▸ Document segment:
........
In 2008, Michigan voters overwhelmingly passed a state medical marijuana law, which enabled a thriving industry to take root. But in 2010, Bill Schuette was elected state Attorney General and instantly set about dismantling the program. He was behind a concerted effort by lawmakers to subvert the will of the people by criticizing the apparent ease that Michigan residents enjoyed in acquiring medical certification. The doctor-patient relationship was also viewed as too “loose.”

On Monday, April 1, significant changes to the program took effect after receiving legislative approval last December. The state has inserted itself into the doctor-patient relationship by mandating that doctors must complete thorough, face-to-face medical evaluations, review patients’ medical records, and evaluate their state of health. The state is also demanding follow-ups by doctors to determine whether the medical pot is working for the ailment it’s treating.

Talk about pointless bureaucracy. (“No doctor, this cannabis medicine isn’t working. Can I have some prescription pills instead?”) No other drug in the state requires such vigilance.

Additionally, Michigan is now demanding that caregivers be disqualified if they’ve committed a felony within the last 10 years or have ever committed an assault. Previously, caregivers were only disqualified if they’d been convicted of a drug felony. Many patients will now have to find new caregivers.

But the downright stupidest new revision in Michigan’s marijuana law is that patients are required to store their medicine in a case in the trunk while riding in a motor vehicle. And if you don’t have a trunk, it must be stowed in a case that’s not easily accessible. Needless to say, no such requirements exist for Vicodin or Oxycontin, let alone booze.

The only new part of the law that favors patients is that state registry cards, which cost $100, will now be good for two years, rather than one.
........
Please read the article on Michigan's medical marijuana law: for how long will state registry cards now be valid?

▸ Information shown:
........
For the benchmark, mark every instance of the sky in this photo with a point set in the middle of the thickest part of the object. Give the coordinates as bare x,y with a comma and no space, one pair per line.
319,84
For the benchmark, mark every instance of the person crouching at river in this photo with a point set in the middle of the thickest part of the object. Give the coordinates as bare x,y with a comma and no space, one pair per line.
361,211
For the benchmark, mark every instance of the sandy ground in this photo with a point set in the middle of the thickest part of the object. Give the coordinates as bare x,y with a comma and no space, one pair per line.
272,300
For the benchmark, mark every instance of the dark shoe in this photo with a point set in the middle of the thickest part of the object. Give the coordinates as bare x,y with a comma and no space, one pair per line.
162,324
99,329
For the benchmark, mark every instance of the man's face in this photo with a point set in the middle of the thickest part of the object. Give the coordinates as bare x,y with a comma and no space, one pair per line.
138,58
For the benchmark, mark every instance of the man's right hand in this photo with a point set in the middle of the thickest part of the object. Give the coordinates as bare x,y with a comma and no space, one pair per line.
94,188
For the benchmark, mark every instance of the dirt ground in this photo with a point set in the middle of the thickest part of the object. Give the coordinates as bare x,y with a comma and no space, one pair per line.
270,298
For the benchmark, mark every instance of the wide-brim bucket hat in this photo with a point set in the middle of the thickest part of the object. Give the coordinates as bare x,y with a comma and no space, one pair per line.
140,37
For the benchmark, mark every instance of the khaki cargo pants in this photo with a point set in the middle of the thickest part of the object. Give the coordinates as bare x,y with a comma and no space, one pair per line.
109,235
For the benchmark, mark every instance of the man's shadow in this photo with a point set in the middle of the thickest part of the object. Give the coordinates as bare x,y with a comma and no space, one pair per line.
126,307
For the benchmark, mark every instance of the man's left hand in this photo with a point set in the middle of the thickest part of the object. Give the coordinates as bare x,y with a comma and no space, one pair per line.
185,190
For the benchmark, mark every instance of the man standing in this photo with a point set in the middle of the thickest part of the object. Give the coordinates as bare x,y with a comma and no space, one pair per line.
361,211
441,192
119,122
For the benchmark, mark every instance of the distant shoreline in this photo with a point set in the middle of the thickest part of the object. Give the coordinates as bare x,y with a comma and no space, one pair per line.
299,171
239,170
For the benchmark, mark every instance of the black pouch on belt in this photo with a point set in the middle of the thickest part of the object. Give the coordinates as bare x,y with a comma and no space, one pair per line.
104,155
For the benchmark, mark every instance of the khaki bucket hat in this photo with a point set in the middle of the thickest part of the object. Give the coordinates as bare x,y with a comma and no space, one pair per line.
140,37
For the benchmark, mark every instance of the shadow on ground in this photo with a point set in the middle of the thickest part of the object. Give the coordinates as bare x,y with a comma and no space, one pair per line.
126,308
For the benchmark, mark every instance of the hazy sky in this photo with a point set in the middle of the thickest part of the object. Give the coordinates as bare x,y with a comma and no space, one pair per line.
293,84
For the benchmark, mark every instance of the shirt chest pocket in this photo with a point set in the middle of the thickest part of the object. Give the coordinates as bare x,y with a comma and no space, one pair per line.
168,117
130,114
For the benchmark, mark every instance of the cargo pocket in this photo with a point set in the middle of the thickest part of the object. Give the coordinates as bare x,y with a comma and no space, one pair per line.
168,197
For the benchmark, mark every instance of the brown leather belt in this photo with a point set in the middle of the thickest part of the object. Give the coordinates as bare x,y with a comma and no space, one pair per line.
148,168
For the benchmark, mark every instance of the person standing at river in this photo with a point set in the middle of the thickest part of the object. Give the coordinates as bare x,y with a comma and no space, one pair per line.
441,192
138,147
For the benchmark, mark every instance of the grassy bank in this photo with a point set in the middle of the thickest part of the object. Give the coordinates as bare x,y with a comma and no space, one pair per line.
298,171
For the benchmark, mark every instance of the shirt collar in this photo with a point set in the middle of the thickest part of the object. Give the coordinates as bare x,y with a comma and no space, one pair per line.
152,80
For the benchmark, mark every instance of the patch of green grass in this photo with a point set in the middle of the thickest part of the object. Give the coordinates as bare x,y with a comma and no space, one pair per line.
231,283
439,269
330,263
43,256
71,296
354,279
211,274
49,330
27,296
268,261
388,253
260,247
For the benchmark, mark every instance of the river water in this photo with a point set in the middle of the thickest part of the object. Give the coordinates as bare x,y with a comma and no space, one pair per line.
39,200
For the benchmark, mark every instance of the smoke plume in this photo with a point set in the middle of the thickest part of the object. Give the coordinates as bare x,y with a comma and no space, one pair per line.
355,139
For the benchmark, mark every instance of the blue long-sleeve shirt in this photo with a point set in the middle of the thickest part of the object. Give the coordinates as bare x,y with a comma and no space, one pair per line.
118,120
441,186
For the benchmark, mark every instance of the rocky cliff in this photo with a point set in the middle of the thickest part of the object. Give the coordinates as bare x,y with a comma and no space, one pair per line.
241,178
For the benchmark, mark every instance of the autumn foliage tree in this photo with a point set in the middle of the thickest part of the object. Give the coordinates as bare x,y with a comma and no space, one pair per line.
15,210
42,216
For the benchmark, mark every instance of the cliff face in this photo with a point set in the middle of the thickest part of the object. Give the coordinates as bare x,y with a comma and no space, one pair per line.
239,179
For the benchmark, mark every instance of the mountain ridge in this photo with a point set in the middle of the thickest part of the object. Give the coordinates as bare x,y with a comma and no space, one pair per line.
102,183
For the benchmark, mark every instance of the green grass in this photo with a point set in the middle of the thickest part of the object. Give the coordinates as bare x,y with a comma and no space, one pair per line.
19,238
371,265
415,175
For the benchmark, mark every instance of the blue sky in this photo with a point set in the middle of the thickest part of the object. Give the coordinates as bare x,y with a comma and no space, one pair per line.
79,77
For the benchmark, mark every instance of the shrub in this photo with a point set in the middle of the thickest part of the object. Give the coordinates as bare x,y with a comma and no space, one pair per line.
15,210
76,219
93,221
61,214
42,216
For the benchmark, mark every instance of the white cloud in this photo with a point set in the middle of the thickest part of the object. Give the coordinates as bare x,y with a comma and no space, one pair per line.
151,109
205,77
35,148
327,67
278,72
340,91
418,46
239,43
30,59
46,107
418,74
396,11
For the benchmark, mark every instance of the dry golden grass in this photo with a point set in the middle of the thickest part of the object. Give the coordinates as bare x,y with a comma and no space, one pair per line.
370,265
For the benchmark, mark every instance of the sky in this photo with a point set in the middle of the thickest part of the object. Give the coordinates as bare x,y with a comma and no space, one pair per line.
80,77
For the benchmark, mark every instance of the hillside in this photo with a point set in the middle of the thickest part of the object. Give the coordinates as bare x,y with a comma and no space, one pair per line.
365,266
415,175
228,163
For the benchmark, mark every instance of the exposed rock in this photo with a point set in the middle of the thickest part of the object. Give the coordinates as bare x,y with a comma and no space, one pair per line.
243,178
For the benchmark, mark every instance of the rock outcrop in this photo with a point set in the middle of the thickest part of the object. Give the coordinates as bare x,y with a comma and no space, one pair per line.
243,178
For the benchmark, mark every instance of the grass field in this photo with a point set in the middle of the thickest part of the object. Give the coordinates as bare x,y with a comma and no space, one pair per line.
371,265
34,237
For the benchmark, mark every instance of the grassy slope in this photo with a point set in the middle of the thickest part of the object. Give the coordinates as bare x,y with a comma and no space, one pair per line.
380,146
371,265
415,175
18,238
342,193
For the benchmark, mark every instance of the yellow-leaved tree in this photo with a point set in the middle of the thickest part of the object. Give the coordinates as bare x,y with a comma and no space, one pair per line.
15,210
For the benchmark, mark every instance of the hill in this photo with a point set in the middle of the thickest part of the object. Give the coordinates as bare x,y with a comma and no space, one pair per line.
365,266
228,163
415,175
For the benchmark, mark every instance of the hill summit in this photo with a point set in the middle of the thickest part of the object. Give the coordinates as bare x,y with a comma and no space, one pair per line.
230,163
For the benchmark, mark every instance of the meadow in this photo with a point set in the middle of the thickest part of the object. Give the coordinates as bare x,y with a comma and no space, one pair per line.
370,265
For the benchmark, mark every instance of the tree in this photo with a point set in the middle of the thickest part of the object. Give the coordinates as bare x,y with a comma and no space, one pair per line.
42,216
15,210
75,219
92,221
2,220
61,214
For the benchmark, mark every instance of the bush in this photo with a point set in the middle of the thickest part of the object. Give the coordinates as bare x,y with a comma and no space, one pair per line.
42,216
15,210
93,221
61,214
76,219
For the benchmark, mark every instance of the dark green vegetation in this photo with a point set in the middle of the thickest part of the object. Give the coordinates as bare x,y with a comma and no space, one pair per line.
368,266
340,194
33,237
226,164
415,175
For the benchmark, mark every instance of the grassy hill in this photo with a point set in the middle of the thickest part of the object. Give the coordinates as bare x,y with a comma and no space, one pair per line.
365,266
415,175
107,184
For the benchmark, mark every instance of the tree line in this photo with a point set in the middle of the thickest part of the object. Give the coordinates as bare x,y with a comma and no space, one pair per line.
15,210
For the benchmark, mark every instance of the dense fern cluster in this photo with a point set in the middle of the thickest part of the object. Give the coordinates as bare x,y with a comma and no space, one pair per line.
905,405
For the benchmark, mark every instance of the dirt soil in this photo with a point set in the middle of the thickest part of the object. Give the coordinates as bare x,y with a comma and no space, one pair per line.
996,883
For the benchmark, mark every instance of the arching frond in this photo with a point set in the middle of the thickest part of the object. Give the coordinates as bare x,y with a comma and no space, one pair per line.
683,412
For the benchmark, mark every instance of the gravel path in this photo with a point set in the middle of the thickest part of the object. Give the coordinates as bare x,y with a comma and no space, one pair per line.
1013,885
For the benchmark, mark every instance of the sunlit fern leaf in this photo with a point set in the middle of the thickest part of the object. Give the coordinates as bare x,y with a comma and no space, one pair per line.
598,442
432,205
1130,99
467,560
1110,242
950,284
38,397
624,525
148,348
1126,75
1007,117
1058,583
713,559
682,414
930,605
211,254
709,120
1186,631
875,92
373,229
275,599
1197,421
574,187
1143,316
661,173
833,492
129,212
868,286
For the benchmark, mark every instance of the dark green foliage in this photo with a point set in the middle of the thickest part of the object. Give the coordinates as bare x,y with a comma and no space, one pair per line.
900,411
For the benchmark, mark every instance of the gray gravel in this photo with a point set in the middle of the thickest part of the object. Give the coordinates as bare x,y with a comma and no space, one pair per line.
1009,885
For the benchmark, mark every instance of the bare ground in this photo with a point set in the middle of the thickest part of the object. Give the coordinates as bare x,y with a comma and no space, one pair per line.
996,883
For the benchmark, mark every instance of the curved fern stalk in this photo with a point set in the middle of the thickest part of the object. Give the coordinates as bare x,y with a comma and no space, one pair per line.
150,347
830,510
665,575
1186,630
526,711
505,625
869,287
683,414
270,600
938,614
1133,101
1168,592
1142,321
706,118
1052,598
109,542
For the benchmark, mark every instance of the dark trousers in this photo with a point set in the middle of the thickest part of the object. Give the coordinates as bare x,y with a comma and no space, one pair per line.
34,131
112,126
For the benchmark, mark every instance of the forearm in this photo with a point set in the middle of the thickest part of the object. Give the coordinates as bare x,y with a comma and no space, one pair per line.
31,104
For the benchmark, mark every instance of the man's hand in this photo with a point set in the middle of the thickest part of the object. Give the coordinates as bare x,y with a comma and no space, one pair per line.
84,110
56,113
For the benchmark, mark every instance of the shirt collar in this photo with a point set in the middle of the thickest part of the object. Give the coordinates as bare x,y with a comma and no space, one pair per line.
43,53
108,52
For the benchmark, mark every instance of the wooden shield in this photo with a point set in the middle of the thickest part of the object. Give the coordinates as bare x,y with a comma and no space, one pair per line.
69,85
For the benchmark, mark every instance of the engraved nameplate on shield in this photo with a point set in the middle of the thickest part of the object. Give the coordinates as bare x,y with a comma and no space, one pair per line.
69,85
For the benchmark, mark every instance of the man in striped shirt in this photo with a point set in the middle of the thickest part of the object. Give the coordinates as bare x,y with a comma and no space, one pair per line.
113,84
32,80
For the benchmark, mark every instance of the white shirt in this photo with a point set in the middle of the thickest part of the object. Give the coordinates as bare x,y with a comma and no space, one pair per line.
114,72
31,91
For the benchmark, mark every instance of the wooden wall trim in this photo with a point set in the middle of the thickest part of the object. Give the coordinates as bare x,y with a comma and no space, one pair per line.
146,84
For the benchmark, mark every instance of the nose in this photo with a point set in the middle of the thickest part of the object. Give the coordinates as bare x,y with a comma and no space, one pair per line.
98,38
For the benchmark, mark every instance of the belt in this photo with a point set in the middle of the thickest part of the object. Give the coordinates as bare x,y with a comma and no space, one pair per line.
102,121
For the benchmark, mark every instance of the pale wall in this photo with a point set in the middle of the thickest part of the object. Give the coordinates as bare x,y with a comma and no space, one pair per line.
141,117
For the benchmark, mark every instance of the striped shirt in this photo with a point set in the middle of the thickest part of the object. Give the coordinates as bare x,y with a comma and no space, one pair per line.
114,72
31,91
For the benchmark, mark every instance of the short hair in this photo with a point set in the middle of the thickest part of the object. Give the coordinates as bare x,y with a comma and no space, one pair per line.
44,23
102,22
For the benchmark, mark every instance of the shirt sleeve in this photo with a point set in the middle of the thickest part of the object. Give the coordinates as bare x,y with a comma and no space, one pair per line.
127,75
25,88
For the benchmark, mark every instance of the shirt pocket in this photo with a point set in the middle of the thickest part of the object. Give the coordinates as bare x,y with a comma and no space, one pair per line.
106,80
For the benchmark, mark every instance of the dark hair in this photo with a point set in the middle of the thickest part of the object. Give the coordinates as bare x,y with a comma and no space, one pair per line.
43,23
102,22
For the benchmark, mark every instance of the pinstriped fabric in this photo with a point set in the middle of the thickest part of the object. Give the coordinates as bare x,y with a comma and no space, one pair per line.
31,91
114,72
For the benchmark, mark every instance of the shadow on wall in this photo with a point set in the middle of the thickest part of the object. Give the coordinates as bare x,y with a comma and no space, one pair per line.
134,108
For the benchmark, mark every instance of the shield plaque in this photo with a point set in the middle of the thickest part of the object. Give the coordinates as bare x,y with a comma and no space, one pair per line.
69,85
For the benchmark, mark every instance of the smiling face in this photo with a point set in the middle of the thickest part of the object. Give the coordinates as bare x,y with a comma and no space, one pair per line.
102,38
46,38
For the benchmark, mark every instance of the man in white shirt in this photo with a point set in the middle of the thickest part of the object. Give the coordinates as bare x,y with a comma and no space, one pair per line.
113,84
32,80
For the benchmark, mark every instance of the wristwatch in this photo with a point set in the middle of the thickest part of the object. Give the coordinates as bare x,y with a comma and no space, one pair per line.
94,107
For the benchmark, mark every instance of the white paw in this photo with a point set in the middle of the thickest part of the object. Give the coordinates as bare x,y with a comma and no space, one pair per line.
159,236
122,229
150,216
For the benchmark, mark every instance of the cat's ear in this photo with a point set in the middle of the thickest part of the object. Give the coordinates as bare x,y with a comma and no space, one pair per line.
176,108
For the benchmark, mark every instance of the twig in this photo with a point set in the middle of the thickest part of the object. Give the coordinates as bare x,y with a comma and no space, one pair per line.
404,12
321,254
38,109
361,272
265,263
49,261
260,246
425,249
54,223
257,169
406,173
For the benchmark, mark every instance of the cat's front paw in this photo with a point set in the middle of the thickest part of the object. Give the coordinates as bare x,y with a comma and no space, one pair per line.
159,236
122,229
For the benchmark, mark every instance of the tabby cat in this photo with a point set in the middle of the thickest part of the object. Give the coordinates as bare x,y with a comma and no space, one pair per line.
........
▸ Written reply:
Two years, rather than one.